◆ MATERIALS PROVIDED
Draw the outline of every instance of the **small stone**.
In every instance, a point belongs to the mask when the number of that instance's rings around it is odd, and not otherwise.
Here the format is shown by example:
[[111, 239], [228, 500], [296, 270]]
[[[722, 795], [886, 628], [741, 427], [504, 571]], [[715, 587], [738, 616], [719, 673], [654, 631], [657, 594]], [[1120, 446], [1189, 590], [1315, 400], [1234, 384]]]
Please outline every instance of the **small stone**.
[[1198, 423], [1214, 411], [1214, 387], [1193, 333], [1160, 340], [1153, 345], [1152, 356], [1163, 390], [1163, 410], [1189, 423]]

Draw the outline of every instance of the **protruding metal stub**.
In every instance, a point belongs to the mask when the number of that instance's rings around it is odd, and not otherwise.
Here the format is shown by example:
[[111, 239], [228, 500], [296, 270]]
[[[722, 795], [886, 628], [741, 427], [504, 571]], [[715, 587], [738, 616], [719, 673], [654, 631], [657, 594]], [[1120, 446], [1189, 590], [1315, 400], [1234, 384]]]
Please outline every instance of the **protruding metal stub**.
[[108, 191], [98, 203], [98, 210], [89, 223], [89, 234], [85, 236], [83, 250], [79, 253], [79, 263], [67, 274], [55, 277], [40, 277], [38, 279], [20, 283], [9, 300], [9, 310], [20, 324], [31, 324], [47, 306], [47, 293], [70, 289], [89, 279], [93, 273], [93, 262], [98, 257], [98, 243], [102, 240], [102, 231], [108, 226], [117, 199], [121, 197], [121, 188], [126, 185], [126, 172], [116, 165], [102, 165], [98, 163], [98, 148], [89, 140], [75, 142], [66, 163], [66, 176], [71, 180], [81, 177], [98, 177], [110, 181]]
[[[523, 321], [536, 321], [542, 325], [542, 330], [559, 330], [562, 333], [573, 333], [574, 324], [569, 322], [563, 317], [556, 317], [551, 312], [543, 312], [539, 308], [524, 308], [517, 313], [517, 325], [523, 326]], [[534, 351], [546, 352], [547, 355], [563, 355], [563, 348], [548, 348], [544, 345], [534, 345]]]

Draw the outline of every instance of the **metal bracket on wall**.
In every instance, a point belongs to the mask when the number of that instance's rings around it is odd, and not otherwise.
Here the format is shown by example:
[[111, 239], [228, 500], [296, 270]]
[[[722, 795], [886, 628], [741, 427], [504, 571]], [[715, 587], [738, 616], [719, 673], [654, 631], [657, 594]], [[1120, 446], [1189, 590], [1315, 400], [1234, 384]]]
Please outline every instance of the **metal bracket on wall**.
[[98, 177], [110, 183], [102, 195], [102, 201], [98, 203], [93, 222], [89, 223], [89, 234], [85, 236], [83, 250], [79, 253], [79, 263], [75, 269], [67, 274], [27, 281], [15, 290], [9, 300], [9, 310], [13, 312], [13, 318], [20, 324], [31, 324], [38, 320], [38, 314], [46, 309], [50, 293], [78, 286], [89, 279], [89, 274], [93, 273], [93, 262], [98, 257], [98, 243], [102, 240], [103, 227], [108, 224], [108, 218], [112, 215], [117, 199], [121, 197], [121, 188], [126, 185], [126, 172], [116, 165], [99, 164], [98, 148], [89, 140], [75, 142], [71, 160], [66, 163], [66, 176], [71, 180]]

◆ EXERCISE DETAILS
Reproduce the listing above with "mask" substituted by "region" wherever it occurs, leaving every other part of the listing unchanged.

◆ ANSWER BELOW
Draw the outline of every instance of the **small stone**.
In every instance, a point belongs to the region when the number of that instance's rings around it is odd, and not otherwise.
Here the format is shown by example:
[[111, 239], [228, 500], [296, 270]]
[[[722, 795], [886, 628], [741, 427], [504, 571]], [[715, 587], [738, 616], [719, 673], [654, 631], [657, 594]], [[1120, 446], [1189, 590], [1315, 400], [1234, 384]]]
Please outline every instance of the **small stone**.
[[1198, 423], [1214, 411], [1214, 387], [1193, 333], [1160, 340], [1153, 345], [1152, 356], [1163, 390], [1163, 410], [1189, 423]]

Draw the outline of every instance of the **protruding metal stub**.
In every instance, a point belongs to the region when the number of that instance's rings around it is odd, and not otherwise.
Here the format is shown by example:
[[111, 239], [228, 500], [296, 270]]
[[[722, 795], [886, 628], [741, 427], [504, 571]], [[715, 587], [738, 616], [719, 673], [654, 631], [657, 594]], [[1120, 446], [1189, 590], [1315, 400], [1234, 384]]]
Please outline every instance of the **protruding metal stub**.
[[108, 191], [98, 203], [98, 210], [89, 223], [89, 234], [85, 236], [83, 250], [79, 253], [79, 263], [67, 274], [55, 277], [40, 277], [38, 279], [20, 283], [9, 300], [9, 310], [20, 324], [31, 324], [47, 306], [47, 293], [70, 289], [89, 279], [93, 273], [93, 262], [98, 257], [98, 243], [102, 240], [102, 231], [108, 226], [117, 199], [121, 197], [121, 188], [126, 185], [126, 172], [116, 165], [102, 165], [98, 163], [98, 148], [89, 140], [75, 142], [66, 163], [66, 176], [71, 180], [81, 177], [98, 177], [110, 181]]
[[[523, 321], [536, 321], [542, 325], [542, 330], [559, 330], [562, 333], [573, 333], [574, 324], [569, 322], [563, 317], [556, 317], [551, 312], [543, 312], [539, 308], [524, 308], [517, 313], [517, 325], [523, 326]], [[534, 351], [546, 352], [547, 355], [563, 355], [563, 348], [548, 348], [544, 345], [534, 345]]]

Draw the outline of every instance of the **metal bracket on wall**.
In every instance, a point belongs to the region when the number of that instance's rings around it is odd, and not otherwise.
Here the format is shown by example:
[[111, 239], [228, 500], [296, 270]]
[[[722, 795], [886, 628], [741, 427], [504, 571]], [[715, 587], [738, 616], [719, 673], [654, 631], [657, 594]], [[1120, 446], [1189, 590], [1315, 400], [1234, 384]]]
Please outline every instance of the **metal bracket on wall**.
[[98, 177], [110, 183], [102, 195], [102, 201], [98, 203], [93, 222], [89, 223], [89, 234], [85, 236], [83, 250], [79, 253], [79, 263], [75, 269], [67, 274], [27, 281], [15, 290], [9, 300], [9, 310], [13, 312], [13, 318], [20, 324], [31, 324], [38, 320], [38, 314], [46, 309], [50, 293], [78, 286], [89, 279], [89, 274], [93, 273], [93, 262], [98, 257], [98, 243], [102, 240], [103, 227], [108, 224], [108, 218], [112, 215], [117, 199], [121, 197], [121, 188], [126, 185], [126, 172], [116, 165], [99, 164], [98, 148], [89, 140], [75, 142], [71, 160], [66, 163], [66, 176], [71, 180]]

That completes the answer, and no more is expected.